— Start DATA EXCERPTS —

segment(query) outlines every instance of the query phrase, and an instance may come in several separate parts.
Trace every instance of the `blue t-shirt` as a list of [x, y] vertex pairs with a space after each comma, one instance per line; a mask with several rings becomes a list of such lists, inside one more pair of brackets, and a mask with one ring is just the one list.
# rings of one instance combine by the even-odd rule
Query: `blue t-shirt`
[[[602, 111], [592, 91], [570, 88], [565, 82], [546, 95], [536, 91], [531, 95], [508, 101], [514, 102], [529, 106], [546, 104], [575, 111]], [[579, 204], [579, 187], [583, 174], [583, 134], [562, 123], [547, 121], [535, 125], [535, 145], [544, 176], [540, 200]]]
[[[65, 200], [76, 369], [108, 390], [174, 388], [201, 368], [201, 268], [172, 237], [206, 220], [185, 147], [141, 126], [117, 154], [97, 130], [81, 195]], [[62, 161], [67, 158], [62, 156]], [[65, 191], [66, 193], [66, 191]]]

— End DATA EXCERPTS —

**WHAT TO PRODUCE:** Take the entries above and transcribe them exactly.

**RIGHT ANSWER:**
segment(query) outlines every instance of the query phrase, and an instance may come in several separate parts.
Trace every instance of the `blue t-shirt` as a list of [x, y] vertex pairs with a space after each comma, one instance per line; a mask with several rings becomes a list of such lists, inside one more pair of brackets, and a mask with one ring is just the one list.
# rings of one instance combine by the even-odd rule
Query: `blue t-shirt`
[[[602, 111], [592, 91], [570, 88], [565, 82], [546, 95], [536, 91], [531, 95], [508, 101], [514, 102], [529, 106], [546, 104], [575, 111]], [[579, 204], [579, 187], [583, 174], [583, 134], [562, 123], [547, 121], [535, 125], [535, 145], [544, 176], [540, 200]]]
[[[65, 200], [76, 369], [108, 390], [174, 388], [201, 368], [201, 268], [172, 237], [206, 220], [185, 147], [141, 126], [117, 154], [97, 130], [81, 195]], [[62, 161], [67, 158], [62, 156]], [[65, 191], [66, 193], [66, 191]]]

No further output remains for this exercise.